[Coordinate labeling data]
++++++++

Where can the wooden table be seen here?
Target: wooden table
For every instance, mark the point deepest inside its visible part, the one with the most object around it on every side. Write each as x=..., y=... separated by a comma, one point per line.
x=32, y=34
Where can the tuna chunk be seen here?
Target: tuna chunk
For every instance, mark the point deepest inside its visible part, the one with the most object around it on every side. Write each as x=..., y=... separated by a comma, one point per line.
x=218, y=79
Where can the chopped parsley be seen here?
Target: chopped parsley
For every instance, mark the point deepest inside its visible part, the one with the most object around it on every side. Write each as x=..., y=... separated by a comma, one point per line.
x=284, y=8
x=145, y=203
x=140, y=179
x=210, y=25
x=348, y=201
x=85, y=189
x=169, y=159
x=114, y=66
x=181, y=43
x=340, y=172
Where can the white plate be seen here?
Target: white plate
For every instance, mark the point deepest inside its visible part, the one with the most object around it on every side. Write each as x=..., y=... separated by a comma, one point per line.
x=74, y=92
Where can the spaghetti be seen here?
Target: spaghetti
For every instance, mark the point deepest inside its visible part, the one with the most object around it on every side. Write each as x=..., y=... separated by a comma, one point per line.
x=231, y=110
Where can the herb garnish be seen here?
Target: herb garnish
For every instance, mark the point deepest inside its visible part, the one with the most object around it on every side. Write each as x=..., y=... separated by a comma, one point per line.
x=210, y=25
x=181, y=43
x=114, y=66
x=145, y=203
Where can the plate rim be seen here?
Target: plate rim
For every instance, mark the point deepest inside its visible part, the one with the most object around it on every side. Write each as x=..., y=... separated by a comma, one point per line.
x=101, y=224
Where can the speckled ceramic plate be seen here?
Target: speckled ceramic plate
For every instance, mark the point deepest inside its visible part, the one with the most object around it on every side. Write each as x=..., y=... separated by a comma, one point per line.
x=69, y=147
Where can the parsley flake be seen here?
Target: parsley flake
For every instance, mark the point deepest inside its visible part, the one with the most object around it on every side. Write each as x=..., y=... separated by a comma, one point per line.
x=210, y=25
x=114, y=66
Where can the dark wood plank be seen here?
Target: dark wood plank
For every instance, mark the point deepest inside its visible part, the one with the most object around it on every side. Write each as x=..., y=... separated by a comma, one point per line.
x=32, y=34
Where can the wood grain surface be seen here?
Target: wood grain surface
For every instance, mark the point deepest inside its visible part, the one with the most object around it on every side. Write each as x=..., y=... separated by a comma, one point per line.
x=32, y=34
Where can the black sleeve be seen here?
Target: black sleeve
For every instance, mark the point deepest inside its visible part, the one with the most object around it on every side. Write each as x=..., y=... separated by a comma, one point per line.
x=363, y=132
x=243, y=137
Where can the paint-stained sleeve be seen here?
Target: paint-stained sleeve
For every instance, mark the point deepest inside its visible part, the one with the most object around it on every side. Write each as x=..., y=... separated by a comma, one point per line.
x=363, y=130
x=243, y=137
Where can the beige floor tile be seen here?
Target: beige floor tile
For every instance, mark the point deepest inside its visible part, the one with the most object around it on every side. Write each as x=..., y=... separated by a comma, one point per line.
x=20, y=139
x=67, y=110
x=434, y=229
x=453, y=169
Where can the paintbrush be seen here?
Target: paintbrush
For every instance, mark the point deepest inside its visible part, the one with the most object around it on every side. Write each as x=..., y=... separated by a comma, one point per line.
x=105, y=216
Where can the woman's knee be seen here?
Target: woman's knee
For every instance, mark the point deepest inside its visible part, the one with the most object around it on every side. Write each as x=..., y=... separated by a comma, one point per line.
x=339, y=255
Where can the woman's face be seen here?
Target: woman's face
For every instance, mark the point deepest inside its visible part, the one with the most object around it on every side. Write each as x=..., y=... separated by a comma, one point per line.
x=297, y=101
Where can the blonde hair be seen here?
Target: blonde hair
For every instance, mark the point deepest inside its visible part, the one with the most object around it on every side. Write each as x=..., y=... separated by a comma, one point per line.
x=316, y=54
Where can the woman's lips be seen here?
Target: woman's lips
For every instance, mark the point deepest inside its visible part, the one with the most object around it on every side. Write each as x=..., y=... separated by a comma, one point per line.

++++++++

#### [Your objective]
Present the part of the items that opens with the line containing "Where can the woman's knee be seen here?" and closes with the line containing "x=339, y=255" as a Markdown table with the columns Row and Line, leaving out any blank lines.

#### [Answer]
| Row | Line |
|---|---|
| 1 | Where can the woman's knee be seen here? |
| 2 | Target: woman's knee |
| 3 | For every instance, mark the point deepest inside its visible part, the one with the most object around it on every side. Write each as x=..., y=... separated by a comma, one point per line. |
| 4 | x=339, y=255 |